**Passage for review**
--- START ---

15th President of Baylor University
- Incumbent
- Assumed office June 1, 2017
- Preceded by: Ken Starr

Dean of the George Washington University School of Business
- In office August 1, 2014 – May 31, 2017
- Preceded by: Doug Guthrie
- Succeeded by: Vivek Choudhury (interim)

Personal details
- Born: Linda Ann Parrack Perkins, Oklahoma, U.S.
- Spouse: Brad Livingstone
- Children: 1
- Education: Oklahoma State University (BA, MBA, PhD)
- Profession: Businesswoman, professor, university administrator
- Website: Office of the President

Academic background
- Thesis: Person-environment Fit on the Dimension of Creativity: Relationships with Strain, Job Satisfaction and Performance (1992)
- Doctoral advisor: Debra Nelson

Academic work
- Discipline: Management
- Institutions: Baylor University; Pepperdine University; Graziadio School of Business and Management; George Washington University School of Business;

= Linda Livingstone =

15th president of Baylor University

Linda Ann Parrack Livingstone is an American academic administrator who has served as president of Baylor University since June 1, 2017.

==Early life==
Linda Parrack was born to basketball coach Doyle Parrack and his wife Charlotte. She grew up in Perkins, Oklahoma, and attended Oklahoma State University, where she also played basketball. Livingstone earned her bachelor's degree in economics and management and graduated Omicron Delta Kappa in 1982, where she later returned to school for a master's in business administration (MBA). She received a doctorate in 1992.

==Career==
After receiving her MBA, Livingstone went to work for four years in Woodward, Oklahoma as Director of Kids, Inc. Then she worked for a year in Enid doing financial work for Enid Memorial Hospital. She returned to OSU to earn her PhD.

Livingstone taught at Baylor University from 1991 to 1998, when she was named associate dean of Baylor's Hankamer School of Business. Livingstone left Baylor for Pepperdine University in 2002, where she was dean of the Graziadio School of Business and Management until 2014. She joined the faculty and administration of the George Washington University School of Business in 2014, serving concurrently as dean and professor until 2017. Livingstone took office as president of Baylor University on June 1, 2017. During her time at Pepperdine, Livingstone worked a $200 million expansion of the schools campuses, adding a conference center and an increase in scholarship support for students. She continued to help build the campus and enhance the school's global focus by leading the development of a plan for the business school.

==Personal==
She is married to Brad Livingstone, a high school history teacher and former basketball player at Oklahoma State, with whom she has a daughter named Shelby. Shelby was a member of the Rice University volleyball team.

--- END ---

**Task brief**
Copy out the stretch of the Linda Livingstone profile from "Dean of the George" through "(BA, MBA, PhD)", changing "Doug Guthrie" to "Douglas Guthrie" wherever it occurs. The data after this point come from a separate source.

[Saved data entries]

--- START ---

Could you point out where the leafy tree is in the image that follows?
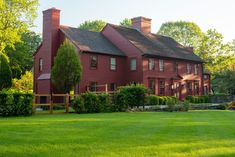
[195,29,235,75]
[51,40,82,93]
[0,0,38,52]
[158,21,203,47]
[120,18,132,28]
[12,71,33,92]
[212,70,235,95]
[5,32,41,78]
[79,20,106,32]
[0,52,12,91]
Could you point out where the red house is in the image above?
[34,8,210,99]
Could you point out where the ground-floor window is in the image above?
[89,82,97,92]
[148,79,155,94]
[187,82,193,95]
[204,86,208,95]
[194,81,199,95]
[159,80,165,95]
[110,83,117,91]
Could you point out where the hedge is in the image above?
[145,95,178,106]
[71,92,114,113]
[0,92,34,117]
[185,95,210,104]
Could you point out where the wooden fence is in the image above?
[33,94,79,114]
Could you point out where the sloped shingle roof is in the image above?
[109,24,203,62]
[60,26,125,56]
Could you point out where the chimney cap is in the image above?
[43,7,60,13]
[131,16,152,21]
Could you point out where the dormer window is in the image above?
[39,58,43,71]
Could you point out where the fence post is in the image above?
[50,95,53,114]
[33,93,36,114]
[105,83,108,93]
[66,93,69,113]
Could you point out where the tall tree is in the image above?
[79,20,106,32]
[5,32,41,78]
[120,18,132,28]
[51,40,82,93]
[195,29,235,75]
[158,21,203,47]
[0,0,38,52]
[0,52,12,91]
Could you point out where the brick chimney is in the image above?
[131,16,152,33]
[42,8,60,68]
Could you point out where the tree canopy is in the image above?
[0,52,12,91]
[158,21,203,47]
[79,20,106,32]
[120,18,132,28]
[0,0,38,52]
[51,40,82,93]
[5,32,41,78]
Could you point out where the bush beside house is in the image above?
[0,91,34,117]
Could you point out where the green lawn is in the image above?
[0,111,235,157]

--- END ---

**Response**
Dean of the George Washington University School of Business
- In office August 1, 2014 – May 31, 2017
- Preceded by: Douglas Guthrie
- Succeeded by: Vivek Choudhury (interim)

Personal details
- Born: Linda Ann Parrack Perkins, Oklahoma, U.S.
- Spouse: Brad Livingstone
- Children: 1
- Education: Oklahoma State University (BA, MBA, PhD)